EXTRACTED MATERIAL Start Marker

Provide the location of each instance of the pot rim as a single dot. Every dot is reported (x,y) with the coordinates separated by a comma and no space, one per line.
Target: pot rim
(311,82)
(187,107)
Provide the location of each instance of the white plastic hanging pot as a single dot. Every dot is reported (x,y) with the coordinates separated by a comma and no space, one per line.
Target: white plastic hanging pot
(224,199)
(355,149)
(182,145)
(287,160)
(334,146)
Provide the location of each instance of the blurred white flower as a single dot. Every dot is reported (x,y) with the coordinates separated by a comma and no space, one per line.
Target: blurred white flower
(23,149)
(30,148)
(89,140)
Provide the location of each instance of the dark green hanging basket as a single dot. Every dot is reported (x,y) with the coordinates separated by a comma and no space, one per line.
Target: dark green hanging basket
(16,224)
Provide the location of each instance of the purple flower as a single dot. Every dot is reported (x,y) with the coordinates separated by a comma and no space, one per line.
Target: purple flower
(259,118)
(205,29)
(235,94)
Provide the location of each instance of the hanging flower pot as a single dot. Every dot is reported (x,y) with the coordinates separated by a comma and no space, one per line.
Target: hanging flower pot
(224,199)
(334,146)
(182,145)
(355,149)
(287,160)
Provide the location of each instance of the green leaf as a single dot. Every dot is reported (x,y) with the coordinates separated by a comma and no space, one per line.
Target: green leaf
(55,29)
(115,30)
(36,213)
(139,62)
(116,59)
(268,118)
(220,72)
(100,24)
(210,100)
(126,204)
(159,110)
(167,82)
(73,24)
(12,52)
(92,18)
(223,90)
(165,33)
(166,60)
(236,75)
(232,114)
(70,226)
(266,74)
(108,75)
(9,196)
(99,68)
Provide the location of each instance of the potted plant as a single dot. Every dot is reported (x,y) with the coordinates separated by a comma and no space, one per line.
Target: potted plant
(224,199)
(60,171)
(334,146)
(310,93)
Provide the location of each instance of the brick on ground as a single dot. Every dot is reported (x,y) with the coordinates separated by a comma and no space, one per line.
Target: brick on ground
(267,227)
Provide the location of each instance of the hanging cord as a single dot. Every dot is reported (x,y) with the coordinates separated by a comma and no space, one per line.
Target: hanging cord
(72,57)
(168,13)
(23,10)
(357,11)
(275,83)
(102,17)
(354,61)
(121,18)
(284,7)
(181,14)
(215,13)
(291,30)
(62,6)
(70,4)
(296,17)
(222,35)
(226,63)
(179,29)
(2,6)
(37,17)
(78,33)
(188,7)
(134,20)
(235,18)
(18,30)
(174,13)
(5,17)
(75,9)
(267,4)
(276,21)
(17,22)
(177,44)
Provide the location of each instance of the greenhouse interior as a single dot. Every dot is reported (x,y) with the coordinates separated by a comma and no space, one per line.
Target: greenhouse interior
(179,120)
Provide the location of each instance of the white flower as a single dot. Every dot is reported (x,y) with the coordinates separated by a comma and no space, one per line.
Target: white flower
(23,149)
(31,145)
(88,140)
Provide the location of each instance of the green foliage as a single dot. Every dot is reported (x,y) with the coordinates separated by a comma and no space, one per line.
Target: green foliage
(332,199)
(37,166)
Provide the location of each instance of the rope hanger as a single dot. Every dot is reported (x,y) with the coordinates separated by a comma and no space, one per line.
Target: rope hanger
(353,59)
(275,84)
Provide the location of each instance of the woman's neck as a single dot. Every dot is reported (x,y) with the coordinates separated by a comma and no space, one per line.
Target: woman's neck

EXTRACTED MATERIAL End Marker

- TASK TO COMPLETE
Down to the final line, the data above must be copied exactly.

- EXERCISE RESULT
Provide the location of each instance of the pot rim as a single dot. Every dot is reported (x,y) with the coordinates separated by a comma and no space, one per line.
Target: pot rim
(311,82)
(187,107)
Provide the location of each instance of the white plastic hanging pot as a single dot. Every dot is reported (x,y) with the coordinates separated by a comma and no space, one per line.
Target: white plastic hanging pot
(224,199)
(355,149)
(182,145)
(287,160)
(334,146)
Provide the location of each instance of the blurred white flower as a single dot. Every dot is reported (x,y) with the coordinates separated by a comma and no space, one per line.
Target: blurred white flower
(23,149)
(30,148)
(89,140)
Provide the location of each instance of the dark green hanging basket as a single dot. Every dot is reported (x,y) with the coordinates separated by a comma and no space, one per line.
Target: dark green hanging basket
(16,224)
Provide the location of each instance of the purple flower as a single dot. Every dot is reported (x,y) with the coordinates separated by a comma and no space, one per line.
Target: purple flower
(259,118)
(205,29)
(235,94)
Provide the location of each instance of the hanging flower pot as a single dot. Every dot is reported (x,y) with the coordinates separated by a comma and no space, one per line.
Target: hanging flower pot
(224,199)
(334,146)
(182,145)
(355,149)
(287,160)
Provide the location of each instance of the green leaf as a single dot. Every dot is reported (x,y) with the coordinates separated by a comma and no space, one per line.
Target: green leaf
(55,29)
(115,30)
(36,213)
(139,62)
(116,59)
(268,118)
(220,72)
(100,24)
(210,100)
(126,204)
(159,110)
(167,82)
(73,24)
(12,52)
(92,18)
(223,90)
(165,33)
(166,60)
(236,75)
(232,114)
(70,226)
(266,74)
(108,75)
(9,196)
(99,68)
Provide the location of each instance of the potted plant as a single dot. Every dot is reported (x,y) with the coordinates separated by a comma and no space, one per line.
Target: potted plant
(224,199)
(60,171)
(334,146)
(310,93)
Provide the location of each instance of the brick on ground as a single dot. Every dot is reported (x,y) with the coordinates separated by a comma and no space, one per line.
Target: brick on ground
(267,227)
Provide the location of each instance of the hanging cord as a single dot. Every dot is reported (x,y) with the coordinates separated by a comma and no space, one per line.
Target: hanging cord
(72,57)
(168,13)
(23,10)
(357,11)
(275,83)
(102,17)
(354,61)
(121,18)
(284,7)
(181,14)
(215,13)
(291,30)
(62,6)
(70,4)
(296,17)
(222,35)
(226,63)
(179,29)
(2,6)
(37,17)
(78,33)
(188,7)
(134,20)
(235,18)
(18,30)
(174,13)
(5,17)
(75,9)
(267,4)
(276,21)
(17,22)
(177,44)
Provide the location of each instance of the greenhouse interior as a single dot. Every dot is reported (x,y) with the coordinates separated by a comma and no space, one per line.
Target: greenhouse interior
(179,120)
Provide the location of each instance of the white flower as a single dot. Every dot is reported (x,y) with the coordinates separated by a comma and no space, one per line.
Target: white flower
(23,149)
(31,145)
(88,140)
Provide the location of each instance of the green foliage as a single dot. Every dot is reported (x,y) with the coordinates separated by a comma and no space, one per line.
Target: green foliage
(332,199)
(37,166)
Provide the location of each instance of the rope hanger as a single dot. Every dot is reported (x,y) with the coordinates separated by a comma and no space, one per line.
Target: rope hanger
(353,59)
(275,84)
Provide the location of each instance of the woman's neck as a single dot. Every dot is reported (x,y) with the coordinates separated by a comma and no space, one per line.
Target: woman's neck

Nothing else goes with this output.